**TASK ITEM:** From the dog-sitting comments below, list every name given to a person or an animal, including a name that is only suggested.

**PASSAGE:**
■ ■ ■

    • Have you seen my dog? He is the embodiment of majesty, or majesticness. I’m a big fan of malaprops, which sometimes gets me into trouble. Of course I use them more when I am nervous (i.e. around people who intimidate me with their superior intelligence or education) which just makes matters worse.

      Yes, poor Tabby. I know what it’s like to be trapped somewhere you don’t want to be, and then to know your dogs are acting like assholes … I’m counting on Blue to vindicate her.

      We’re dropping him off at her house the day she returns so we can go camping. I’m sure that his 5:45 lip smacking and demands for walks and giant turds will make her feel like it has been a fair trade. Honestly, it seems like a fair trade to me.

      Plus, Testiclese LOVES Chicken. LOVES. They are sleeping together right now with the little guy under the covers. It’s too cute for words.

      • Oh, and his head is still swollen from the snakebite. Everywhere else has made a full recovery but the edema is slow to recede from the top of his head for some reason. It doesn’t seem to be bothering him, though. Tabby might have to change his name to Domer.

  2. That sounds fair enough, turnabout dog-sitting. Good to hear the girl is game, and that by the time she’s home she’ll be a happy sitter, and you a happy camper….
■ ■ ■
**PROVIDED RECORDS:**
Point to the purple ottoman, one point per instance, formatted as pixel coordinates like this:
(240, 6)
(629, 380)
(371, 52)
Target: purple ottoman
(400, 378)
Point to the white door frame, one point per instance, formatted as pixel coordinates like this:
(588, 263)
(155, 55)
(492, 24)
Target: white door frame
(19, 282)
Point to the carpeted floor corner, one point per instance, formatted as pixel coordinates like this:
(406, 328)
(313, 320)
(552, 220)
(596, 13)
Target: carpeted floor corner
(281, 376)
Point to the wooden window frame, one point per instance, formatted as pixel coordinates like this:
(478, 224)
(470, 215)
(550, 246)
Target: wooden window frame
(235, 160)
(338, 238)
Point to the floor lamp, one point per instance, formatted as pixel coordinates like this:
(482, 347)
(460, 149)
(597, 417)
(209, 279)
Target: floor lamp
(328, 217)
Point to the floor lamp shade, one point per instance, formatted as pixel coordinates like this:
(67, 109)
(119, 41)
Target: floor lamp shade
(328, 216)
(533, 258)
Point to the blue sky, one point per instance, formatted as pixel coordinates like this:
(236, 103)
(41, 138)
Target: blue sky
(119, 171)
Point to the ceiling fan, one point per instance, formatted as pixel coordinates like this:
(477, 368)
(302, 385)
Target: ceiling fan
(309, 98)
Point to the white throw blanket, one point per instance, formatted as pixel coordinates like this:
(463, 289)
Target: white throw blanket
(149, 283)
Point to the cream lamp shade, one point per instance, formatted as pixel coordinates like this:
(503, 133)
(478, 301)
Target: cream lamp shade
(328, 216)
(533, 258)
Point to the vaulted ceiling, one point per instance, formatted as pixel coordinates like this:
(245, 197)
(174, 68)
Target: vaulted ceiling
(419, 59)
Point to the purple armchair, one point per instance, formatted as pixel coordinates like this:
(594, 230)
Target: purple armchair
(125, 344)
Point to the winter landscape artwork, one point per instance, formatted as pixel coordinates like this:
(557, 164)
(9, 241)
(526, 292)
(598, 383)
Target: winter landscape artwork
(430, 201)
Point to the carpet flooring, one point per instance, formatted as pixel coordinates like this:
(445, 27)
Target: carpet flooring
■ ■ ■
**TASK SOLUTION:** Tabby, Blue, Testiclese, Chicken, Domer